== REQUIREMENT A ==
Using the article below about the House contempt vote on Eric Holder, decide whether each statement agrees with it. Answer yes or no for each, and quote the words from the article that settle it.
(i) The House vote to hold Holder in contempt was 255 to 67.
(ii) Holder had testified on the matter five times in the past 14 months.
(iii) The final decision on criminal charges against Holder rests with the Speaker of the House.
== REQUIREMENT B ==
Answer these questions from the article below about the House contempt vote on Eric Holder, one line per answer.
(i) How many Democrats walked off the House floor in protest?
(ii) Which agency ran the "Fast and Furious" operation?
(iii) How many Democrats sided with Republicans to find Holder in contempt?

== SOURCE PASSAGE ==
<<<<

1st Black Attorney General Found in Contempt of Congress

Attorney General Eric Holder
Attorney General Eric Holder

The House of Representatives voted to make history on Thursday, June 28.

By a vote of 255 to 67 — with 108 democrats walking off the House floor in protest  — Congress held Eric H. Holder, the first African American Attorney General, in contempt of Congress. The vote was taken after he withheld documents that Republican lawmakers demanded as part of an investigation into a flawed gun running operation.


Member after member denounced the vote as a sham. “This is a terrible day for the House of Representatives,” said Rep. Emanuel Cleaver II (D-Mo.), chairman of the Congressional Black Caucus. “We are declaring, by walking out, we are not participating.”

Holder was the first sitting attorney general to be held in contempt of court in U.S. history, and the first sitting Cabinet member to ever have been held in contempt of Congress.


The vote took place after weeks of partisan bickering over Holder’s decision not to turn over a set of documents connected to “Fast and Furious,” an operation run by the Bureau of Alcohol, Tobacco, Firearms and Explosives, where agents watched as more than 2,000 guns hit the streets. Two guns tied to the operation were found at the scene of the death of a U.S. Border Patrol agent.

Holder described the vote as “the regrettable culmination of what became a misguided and politically motivated investigation during an election year.”

Justice officials said they have cooperated with the investigation, turning over 7,600 documents relating to the weapons operation and making available several senior officials to testify. Holder has already testified nine times in the past 14 months on the matter.

While the Republican led House was expected to sanction Holder, it is not clear whether the vote will get Republicans the documents they requested. In the coming days, lawmakers have vowed to press criminal charges against the attorney general. But that decision will ultimately be made by the U.S. attorney for the District, Ronald C. Machen Jr., who reports to Holder.

The investigation, backed by the National Rifle Association, was widely seen as a plot to embarrass Holder and the White House.

Although most Democrats left before the vote, 17 sided with Republicans to find Holder in contempt. Most of those Democrats have been endorsed by the NRA, which announced that it planned to track how members voted in determining endorsements.

>>>>

== PROVIDED MATERIAL ==
<<<<

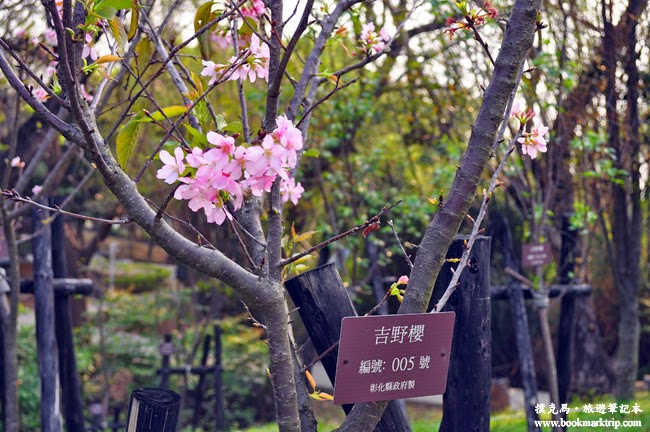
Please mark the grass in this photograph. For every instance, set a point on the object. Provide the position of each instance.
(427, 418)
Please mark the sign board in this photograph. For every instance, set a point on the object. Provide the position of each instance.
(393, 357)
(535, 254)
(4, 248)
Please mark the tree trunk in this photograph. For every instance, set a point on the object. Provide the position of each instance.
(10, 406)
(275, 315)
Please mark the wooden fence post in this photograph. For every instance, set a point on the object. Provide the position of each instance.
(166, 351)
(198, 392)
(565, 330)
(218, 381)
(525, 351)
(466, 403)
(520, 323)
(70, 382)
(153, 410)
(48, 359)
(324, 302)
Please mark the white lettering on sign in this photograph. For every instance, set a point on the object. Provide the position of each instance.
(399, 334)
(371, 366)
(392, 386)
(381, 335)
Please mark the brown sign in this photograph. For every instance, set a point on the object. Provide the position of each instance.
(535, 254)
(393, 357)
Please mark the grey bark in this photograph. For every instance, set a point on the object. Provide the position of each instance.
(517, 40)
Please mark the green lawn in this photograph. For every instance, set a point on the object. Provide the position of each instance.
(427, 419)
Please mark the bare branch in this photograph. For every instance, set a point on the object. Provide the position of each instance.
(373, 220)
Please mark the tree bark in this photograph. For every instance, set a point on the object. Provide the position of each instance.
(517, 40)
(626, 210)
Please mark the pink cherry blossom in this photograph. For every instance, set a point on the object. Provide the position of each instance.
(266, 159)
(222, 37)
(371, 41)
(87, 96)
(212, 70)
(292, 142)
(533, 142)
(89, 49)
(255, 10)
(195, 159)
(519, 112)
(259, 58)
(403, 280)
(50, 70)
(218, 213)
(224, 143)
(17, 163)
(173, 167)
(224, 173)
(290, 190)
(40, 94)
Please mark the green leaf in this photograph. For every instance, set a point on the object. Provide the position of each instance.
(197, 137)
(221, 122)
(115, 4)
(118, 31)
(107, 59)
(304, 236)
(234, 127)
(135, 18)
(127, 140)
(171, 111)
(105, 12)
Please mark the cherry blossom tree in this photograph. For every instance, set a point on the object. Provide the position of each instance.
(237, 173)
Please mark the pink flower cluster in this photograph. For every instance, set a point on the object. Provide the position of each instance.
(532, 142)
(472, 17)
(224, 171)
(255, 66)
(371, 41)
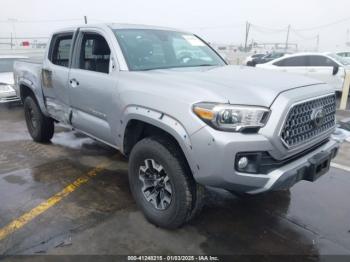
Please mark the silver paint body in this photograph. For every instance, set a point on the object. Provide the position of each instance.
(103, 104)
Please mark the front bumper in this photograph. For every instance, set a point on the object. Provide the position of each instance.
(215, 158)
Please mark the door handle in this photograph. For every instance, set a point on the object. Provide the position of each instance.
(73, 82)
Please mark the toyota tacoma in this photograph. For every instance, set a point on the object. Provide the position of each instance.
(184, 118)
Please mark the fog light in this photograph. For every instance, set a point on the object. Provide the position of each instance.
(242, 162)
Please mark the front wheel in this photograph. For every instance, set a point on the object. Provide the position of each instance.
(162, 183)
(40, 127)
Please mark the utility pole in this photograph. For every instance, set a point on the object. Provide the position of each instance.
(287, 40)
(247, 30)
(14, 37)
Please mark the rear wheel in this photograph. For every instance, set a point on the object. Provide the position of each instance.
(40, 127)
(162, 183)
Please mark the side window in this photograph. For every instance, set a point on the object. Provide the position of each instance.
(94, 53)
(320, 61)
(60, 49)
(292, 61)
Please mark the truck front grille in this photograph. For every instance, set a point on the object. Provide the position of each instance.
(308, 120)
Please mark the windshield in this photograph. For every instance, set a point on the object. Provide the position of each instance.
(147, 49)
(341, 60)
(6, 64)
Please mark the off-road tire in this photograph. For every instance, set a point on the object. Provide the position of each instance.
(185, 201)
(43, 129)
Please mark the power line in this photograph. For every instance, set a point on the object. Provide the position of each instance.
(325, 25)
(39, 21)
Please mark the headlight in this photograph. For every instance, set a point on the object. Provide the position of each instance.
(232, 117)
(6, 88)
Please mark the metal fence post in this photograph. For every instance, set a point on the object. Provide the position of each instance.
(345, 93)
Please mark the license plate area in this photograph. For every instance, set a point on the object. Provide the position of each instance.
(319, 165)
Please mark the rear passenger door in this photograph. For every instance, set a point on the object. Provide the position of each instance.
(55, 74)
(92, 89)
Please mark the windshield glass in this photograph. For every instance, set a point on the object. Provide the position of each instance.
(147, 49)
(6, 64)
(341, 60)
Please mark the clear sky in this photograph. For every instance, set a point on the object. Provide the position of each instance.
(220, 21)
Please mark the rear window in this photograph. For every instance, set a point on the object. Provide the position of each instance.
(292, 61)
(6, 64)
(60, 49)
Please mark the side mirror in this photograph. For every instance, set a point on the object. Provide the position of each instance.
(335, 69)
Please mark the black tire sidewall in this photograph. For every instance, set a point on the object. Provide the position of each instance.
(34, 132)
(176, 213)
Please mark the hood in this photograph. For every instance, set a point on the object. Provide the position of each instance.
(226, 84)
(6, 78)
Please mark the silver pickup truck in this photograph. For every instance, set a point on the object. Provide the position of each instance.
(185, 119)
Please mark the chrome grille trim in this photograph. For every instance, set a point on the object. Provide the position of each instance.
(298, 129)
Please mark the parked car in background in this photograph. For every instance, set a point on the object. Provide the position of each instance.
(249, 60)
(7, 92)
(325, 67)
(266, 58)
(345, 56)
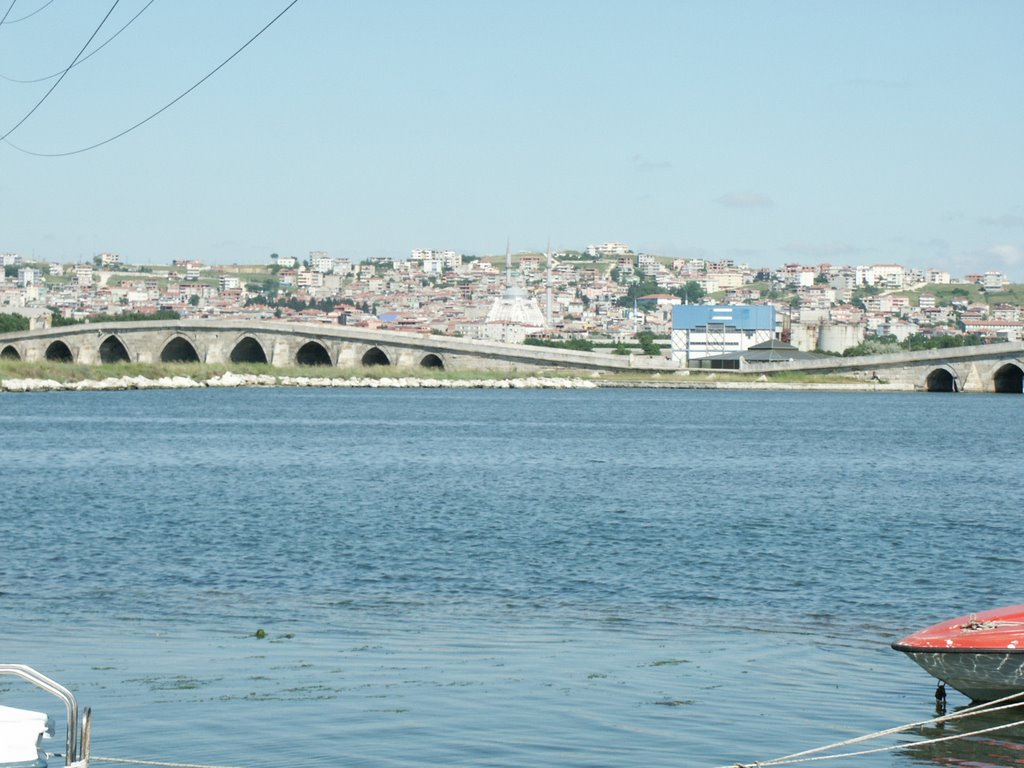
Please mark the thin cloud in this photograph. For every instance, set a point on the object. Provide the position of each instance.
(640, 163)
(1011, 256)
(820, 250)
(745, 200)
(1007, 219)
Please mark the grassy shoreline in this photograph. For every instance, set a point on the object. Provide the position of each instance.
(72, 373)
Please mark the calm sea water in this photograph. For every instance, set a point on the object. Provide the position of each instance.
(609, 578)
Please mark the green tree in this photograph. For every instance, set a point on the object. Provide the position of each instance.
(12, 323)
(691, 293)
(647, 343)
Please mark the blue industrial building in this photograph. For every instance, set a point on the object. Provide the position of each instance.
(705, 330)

>>>>
<<<<

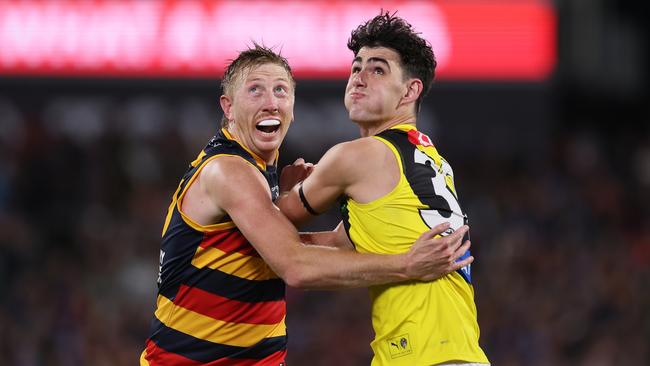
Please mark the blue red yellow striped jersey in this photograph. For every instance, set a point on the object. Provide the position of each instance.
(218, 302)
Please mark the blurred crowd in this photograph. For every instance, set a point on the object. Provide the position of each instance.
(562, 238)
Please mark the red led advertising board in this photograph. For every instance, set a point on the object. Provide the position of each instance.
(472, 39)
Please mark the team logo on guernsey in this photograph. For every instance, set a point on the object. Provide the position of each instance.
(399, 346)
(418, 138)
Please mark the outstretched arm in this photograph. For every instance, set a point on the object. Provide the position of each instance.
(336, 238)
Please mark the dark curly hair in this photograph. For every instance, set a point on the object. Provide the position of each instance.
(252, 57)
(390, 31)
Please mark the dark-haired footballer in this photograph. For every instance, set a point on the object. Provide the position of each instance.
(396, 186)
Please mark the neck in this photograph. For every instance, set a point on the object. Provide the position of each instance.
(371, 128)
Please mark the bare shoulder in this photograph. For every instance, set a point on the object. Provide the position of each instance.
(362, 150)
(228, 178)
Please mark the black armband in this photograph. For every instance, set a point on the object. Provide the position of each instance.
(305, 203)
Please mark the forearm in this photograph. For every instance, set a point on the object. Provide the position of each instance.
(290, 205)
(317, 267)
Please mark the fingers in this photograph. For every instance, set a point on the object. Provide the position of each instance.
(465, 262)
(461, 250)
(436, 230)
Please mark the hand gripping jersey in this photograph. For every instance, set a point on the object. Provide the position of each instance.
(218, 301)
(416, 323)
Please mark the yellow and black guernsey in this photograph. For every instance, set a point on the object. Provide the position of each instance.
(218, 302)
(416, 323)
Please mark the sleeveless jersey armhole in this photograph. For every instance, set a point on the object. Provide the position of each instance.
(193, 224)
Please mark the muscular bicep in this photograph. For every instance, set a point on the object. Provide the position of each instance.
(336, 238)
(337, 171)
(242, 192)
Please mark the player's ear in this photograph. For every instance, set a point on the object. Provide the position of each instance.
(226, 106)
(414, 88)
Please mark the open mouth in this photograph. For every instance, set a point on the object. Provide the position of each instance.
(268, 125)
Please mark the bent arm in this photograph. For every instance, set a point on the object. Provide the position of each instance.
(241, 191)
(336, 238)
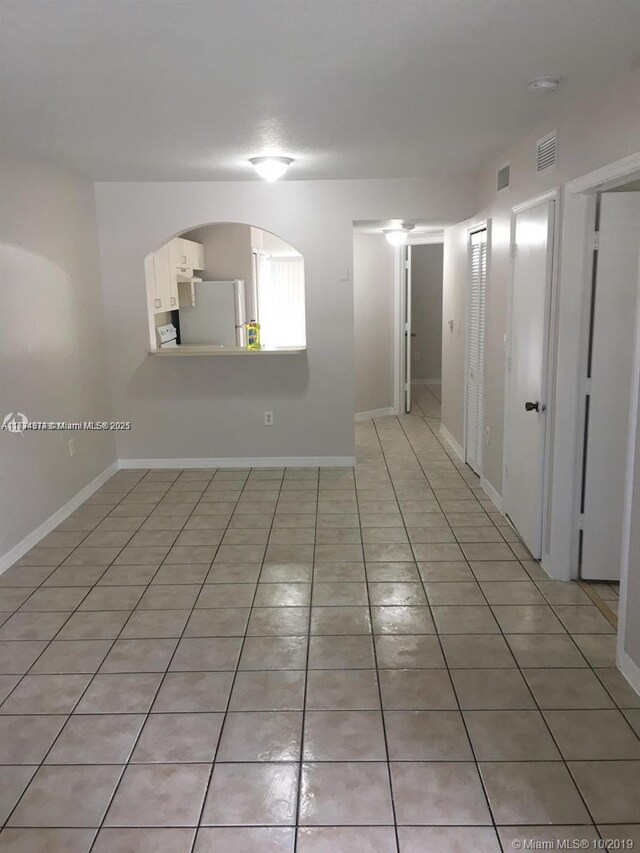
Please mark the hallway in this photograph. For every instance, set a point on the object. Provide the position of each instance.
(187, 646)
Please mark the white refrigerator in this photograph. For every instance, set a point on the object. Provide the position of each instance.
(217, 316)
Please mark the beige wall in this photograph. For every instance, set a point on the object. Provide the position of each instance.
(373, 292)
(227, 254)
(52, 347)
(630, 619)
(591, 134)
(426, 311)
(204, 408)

>>>>

== ANSWER AREA A ==
(i) Yes: "By a vote of 255 to 67"
(ii) No: "Holder has already testified nine times in the past 14 months on the matter."
(iii) No: "But that decision will ultimately be made by the U.S. attorney for the District, Ronald C. Machen Jr., who reports to Holder."

== ANSWER AREA B ==
(i) 108
(ii) The Bureau of Alcohol, Tobacco, Firearms and Explosives
(iii) 17